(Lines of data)
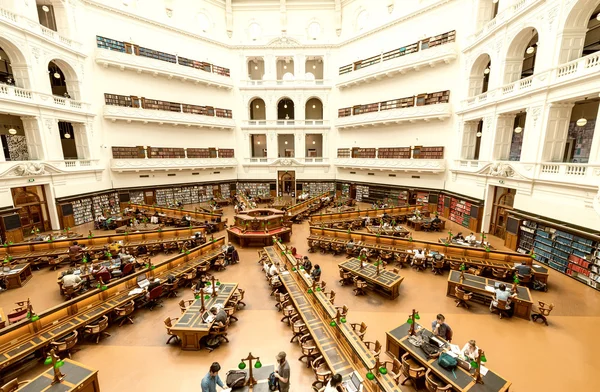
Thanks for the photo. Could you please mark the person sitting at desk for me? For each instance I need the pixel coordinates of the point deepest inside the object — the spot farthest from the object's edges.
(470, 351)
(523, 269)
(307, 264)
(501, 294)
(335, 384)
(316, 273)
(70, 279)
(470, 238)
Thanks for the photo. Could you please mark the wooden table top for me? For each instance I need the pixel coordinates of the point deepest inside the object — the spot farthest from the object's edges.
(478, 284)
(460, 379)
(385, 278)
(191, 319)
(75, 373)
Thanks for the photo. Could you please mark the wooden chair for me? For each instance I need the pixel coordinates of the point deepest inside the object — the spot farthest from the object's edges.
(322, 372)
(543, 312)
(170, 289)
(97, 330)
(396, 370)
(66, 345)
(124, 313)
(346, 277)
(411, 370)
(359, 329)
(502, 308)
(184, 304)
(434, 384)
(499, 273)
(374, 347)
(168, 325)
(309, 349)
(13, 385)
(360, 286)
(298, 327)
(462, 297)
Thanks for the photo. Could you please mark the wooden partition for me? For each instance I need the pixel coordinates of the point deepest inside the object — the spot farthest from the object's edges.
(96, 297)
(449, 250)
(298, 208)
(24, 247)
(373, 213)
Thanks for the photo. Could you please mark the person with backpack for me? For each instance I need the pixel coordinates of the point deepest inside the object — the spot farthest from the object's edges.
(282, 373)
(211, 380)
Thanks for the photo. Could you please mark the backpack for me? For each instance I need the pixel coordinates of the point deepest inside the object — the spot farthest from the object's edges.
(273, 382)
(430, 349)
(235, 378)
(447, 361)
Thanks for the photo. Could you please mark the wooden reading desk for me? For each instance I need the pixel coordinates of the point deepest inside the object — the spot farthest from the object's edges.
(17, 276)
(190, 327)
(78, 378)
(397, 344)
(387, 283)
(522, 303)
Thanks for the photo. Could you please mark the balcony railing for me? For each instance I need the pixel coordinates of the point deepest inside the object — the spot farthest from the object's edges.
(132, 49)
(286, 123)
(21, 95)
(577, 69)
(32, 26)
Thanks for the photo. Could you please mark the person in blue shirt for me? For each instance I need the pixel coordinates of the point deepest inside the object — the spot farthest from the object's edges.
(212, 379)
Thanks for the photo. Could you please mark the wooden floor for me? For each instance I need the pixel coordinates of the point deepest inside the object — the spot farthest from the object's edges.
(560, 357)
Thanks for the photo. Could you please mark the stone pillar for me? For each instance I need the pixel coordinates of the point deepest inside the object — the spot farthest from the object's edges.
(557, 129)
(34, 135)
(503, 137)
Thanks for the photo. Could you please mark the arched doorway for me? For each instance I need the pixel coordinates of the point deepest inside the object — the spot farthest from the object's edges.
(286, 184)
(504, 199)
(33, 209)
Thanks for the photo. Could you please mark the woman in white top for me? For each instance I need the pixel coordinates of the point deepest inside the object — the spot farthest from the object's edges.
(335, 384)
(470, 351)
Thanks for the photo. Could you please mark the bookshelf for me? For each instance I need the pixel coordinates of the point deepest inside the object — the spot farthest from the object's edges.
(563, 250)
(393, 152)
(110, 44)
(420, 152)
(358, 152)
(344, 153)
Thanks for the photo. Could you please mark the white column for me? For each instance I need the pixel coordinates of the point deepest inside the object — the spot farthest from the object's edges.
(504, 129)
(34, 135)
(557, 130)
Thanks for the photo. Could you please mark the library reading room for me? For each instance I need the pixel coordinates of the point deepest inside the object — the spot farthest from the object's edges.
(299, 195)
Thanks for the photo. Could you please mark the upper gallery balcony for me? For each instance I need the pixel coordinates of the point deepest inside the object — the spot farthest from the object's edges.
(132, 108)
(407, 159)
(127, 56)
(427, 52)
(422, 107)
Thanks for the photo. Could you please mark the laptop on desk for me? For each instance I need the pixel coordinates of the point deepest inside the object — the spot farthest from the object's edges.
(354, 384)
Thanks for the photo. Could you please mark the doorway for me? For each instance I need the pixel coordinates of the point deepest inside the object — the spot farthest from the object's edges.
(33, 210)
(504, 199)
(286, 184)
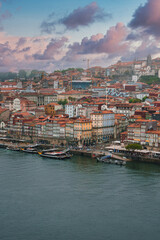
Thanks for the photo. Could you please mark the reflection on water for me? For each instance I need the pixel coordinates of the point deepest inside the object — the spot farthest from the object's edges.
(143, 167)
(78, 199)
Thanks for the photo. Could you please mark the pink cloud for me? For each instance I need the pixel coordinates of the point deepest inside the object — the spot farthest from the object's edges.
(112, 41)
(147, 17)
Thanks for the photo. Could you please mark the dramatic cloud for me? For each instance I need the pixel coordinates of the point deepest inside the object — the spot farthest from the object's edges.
---
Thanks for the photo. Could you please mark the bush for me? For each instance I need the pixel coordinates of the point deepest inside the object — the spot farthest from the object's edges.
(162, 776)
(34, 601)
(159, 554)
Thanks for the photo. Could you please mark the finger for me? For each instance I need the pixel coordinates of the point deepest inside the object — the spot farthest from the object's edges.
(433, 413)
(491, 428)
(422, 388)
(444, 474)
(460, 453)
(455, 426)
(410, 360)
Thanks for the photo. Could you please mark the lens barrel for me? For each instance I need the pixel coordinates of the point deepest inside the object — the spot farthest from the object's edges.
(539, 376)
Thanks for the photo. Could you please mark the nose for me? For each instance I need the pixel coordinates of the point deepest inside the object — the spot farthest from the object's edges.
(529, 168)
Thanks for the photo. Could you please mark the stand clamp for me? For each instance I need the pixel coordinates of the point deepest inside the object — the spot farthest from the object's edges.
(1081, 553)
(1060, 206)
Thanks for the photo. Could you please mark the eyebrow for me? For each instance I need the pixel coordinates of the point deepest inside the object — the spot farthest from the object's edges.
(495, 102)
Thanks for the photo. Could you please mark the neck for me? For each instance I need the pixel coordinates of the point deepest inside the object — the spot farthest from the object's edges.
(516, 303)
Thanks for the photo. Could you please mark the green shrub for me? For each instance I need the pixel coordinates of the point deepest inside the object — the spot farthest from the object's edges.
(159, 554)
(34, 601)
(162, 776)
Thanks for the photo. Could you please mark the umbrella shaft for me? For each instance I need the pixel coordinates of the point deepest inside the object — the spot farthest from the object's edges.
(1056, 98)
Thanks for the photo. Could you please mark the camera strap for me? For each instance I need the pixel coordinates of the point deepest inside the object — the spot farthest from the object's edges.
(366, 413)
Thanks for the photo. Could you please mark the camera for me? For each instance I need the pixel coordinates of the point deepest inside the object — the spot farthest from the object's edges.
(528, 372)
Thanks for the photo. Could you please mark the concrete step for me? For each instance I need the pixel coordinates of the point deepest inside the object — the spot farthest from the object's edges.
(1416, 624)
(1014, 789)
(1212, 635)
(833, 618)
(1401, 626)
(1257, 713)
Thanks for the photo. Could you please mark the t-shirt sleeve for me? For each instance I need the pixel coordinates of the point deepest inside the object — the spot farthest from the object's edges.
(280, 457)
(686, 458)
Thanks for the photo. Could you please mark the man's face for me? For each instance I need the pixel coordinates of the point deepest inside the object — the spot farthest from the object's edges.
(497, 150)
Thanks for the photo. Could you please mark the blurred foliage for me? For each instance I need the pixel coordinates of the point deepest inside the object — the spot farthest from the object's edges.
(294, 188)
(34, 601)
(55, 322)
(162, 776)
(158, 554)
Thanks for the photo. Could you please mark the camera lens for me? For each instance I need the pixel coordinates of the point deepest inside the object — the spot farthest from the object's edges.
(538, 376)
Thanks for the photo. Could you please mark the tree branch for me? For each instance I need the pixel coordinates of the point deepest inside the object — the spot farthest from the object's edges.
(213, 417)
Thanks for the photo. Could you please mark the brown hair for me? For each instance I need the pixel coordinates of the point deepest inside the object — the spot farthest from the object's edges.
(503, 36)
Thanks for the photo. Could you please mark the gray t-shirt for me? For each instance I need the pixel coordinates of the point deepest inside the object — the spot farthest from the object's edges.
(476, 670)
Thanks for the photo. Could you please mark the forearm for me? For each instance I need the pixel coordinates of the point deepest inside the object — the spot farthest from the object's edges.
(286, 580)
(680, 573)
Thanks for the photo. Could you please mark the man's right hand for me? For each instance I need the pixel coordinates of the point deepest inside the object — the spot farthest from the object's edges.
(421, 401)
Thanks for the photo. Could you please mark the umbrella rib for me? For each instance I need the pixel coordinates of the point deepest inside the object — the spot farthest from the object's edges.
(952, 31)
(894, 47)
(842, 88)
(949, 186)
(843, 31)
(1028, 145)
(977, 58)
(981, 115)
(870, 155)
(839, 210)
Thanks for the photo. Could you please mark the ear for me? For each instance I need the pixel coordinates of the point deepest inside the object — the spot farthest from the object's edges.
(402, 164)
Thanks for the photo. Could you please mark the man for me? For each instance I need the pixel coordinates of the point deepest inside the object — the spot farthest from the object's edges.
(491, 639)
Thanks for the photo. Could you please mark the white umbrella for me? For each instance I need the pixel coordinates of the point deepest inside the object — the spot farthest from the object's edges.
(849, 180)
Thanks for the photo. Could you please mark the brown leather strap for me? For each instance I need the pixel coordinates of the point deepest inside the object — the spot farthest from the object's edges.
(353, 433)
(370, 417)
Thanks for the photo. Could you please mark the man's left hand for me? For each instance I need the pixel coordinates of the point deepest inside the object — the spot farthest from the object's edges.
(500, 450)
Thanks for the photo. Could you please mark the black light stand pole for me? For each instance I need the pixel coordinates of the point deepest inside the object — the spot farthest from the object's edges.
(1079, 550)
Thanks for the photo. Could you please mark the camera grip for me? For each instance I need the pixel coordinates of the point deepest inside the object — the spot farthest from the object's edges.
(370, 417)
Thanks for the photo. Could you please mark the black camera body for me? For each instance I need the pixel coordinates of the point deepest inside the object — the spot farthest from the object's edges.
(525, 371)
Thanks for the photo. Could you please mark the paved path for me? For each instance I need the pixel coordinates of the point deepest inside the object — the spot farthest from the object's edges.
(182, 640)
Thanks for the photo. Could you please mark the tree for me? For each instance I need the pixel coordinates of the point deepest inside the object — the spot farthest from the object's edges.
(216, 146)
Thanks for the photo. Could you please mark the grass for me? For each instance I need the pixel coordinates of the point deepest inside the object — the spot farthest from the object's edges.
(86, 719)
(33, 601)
--
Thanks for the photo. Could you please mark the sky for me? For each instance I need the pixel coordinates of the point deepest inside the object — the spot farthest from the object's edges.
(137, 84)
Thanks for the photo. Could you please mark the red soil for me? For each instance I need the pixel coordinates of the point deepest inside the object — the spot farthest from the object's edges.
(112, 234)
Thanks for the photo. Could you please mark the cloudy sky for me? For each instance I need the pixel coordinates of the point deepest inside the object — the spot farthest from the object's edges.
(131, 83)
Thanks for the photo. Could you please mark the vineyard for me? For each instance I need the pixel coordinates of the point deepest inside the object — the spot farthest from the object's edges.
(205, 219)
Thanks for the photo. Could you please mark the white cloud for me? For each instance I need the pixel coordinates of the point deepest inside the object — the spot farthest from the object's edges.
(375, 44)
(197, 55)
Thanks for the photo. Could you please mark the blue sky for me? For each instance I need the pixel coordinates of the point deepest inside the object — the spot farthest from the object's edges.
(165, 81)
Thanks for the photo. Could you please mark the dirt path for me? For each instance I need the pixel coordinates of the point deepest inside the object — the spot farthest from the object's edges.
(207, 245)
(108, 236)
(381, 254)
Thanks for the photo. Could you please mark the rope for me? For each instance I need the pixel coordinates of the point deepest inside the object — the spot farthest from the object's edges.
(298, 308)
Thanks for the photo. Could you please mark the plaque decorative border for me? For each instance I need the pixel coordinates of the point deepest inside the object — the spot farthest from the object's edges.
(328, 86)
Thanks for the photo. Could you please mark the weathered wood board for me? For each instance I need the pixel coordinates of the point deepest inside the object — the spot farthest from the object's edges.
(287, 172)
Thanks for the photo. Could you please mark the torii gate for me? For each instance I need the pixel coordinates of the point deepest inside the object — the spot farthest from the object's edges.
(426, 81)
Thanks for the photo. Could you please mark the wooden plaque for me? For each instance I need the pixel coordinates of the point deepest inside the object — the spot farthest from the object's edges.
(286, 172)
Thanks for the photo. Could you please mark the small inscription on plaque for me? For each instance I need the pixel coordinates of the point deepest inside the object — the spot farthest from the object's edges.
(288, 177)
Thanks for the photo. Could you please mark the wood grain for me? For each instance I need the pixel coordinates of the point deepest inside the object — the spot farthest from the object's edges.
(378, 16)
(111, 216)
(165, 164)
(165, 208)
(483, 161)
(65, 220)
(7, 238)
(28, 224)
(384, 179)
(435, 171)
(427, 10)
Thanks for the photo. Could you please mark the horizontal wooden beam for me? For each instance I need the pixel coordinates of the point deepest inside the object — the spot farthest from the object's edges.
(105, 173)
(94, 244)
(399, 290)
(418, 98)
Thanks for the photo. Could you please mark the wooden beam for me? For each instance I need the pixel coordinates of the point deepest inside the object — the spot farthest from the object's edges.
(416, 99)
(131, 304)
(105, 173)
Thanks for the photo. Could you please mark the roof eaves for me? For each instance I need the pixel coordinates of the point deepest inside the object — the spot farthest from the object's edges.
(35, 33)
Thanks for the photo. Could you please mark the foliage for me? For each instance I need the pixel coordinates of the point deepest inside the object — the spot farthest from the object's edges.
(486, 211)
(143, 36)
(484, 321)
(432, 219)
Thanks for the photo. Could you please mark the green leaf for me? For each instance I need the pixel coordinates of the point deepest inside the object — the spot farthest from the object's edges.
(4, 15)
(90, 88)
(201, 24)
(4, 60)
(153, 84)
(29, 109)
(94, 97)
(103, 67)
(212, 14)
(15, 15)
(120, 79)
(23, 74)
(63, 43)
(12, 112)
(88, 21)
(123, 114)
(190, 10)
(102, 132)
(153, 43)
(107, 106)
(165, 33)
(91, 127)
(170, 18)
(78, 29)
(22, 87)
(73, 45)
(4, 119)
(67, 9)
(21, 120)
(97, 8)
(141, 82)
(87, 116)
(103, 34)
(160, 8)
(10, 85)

AIM. Select every line in the listing above that contains the word "blue" and copy each one out, treating uppercase and lowercase as different.

RESPONSE FOR THIS EXERCISE.
Thanks for the photo. Could you please mark the person in blue shirt for me? For each instance I need the pixel coordinates of the point deepest inside the object — the spot farthest from the object's edges.
Thanks for the photo. Could you please mark the blue sky for me? For each instance I need the pixel coordinates of the point deepest inside the object — the spot farthest from the object's edges.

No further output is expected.